_Supplied information_
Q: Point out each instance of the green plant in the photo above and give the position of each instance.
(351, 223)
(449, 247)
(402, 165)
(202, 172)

_Directions for this task_
Gather every line of the data above that contains the word "instance", and copy each of those lines without changes.

_Solution to this problem_
Q: Point out each instance of the green plant in the photo above and give the position of each instance.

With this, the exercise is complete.